What is required
All of the records below are to be printed exactly; the pictures are to be left out.

+++ Provided data

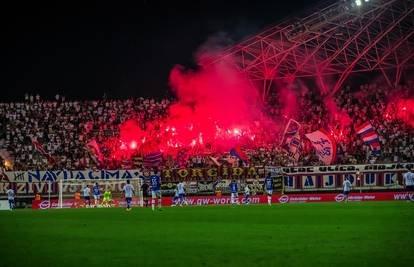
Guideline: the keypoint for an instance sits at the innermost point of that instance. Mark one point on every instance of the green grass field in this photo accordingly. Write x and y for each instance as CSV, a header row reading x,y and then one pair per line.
x,y
317,234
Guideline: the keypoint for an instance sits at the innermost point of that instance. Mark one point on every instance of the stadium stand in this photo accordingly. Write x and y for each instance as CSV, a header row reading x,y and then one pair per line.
x,y
65,127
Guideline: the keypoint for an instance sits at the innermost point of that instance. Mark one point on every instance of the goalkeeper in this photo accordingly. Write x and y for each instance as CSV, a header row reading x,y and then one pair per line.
x,y
107,199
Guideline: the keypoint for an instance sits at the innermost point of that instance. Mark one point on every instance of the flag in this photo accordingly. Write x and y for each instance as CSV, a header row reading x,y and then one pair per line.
x,y
369,136
237,152
324,144
291,141
94,151
182,157
152,159
39,147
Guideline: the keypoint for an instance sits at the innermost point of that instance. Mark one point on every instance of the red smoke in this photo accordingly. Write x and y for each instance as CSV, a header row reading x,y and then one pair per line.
x,y
402,109
216,109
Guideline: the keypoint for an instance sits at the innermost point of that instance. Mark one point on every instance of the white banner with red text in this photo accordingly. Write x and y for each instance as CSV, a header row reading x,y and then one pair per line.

++++++

Solution for this problem
Guideline: the keypoint for an instance sits at the innermost point of that instance. Mark one point on every instance of the green grass field in this photo accordingly. Write x and y for each instance as CSV, a header row reading x,y and then one pair per line.
x,y
317,234
Guideline: the keypoint for an instance sits at the innermost point of that instance. Mark one point on every instance of the stadium stand in this photo accordingly. Write x and y for each instance as CSV, a header row reading x,y and then one pair per line.
x,y
65,127
Guideline: the keypoint for an instance sits at the innermost point of that instance. Mark one point on every instance of the goalkeeper in this photo accordingly. Write x and y for each instance as CSV, a header row reading x,y and then one pair per line.
x,y
107,199
Guideline: the keypoint for an instance sits at the innermost point of that instance. Mark one point on every instance of the flag in this photo accordingly. Write x and y for each instance as CSV, a header row reading x,y and then one pair per line.
x,y
369,136
237,152
324,144
291,141
94,151
182,157
152,159
39,147
Guideline: the keypoint for an instance sits at the innermost point of that instance. Mark one point on every instance of the red smoke in this photo accordingly. Write x and y for each instance as CSV, a header row reading x,y and then one pair per line.
x,y
402,109
216,109
Guideline: the keypoint for an instance sits at the innermost point of that instance. Mark one point on every instance of the white banner with red text in this photo accordingly. Write x and y for each instance as CSV, a header row reading x,y and then one pair per line.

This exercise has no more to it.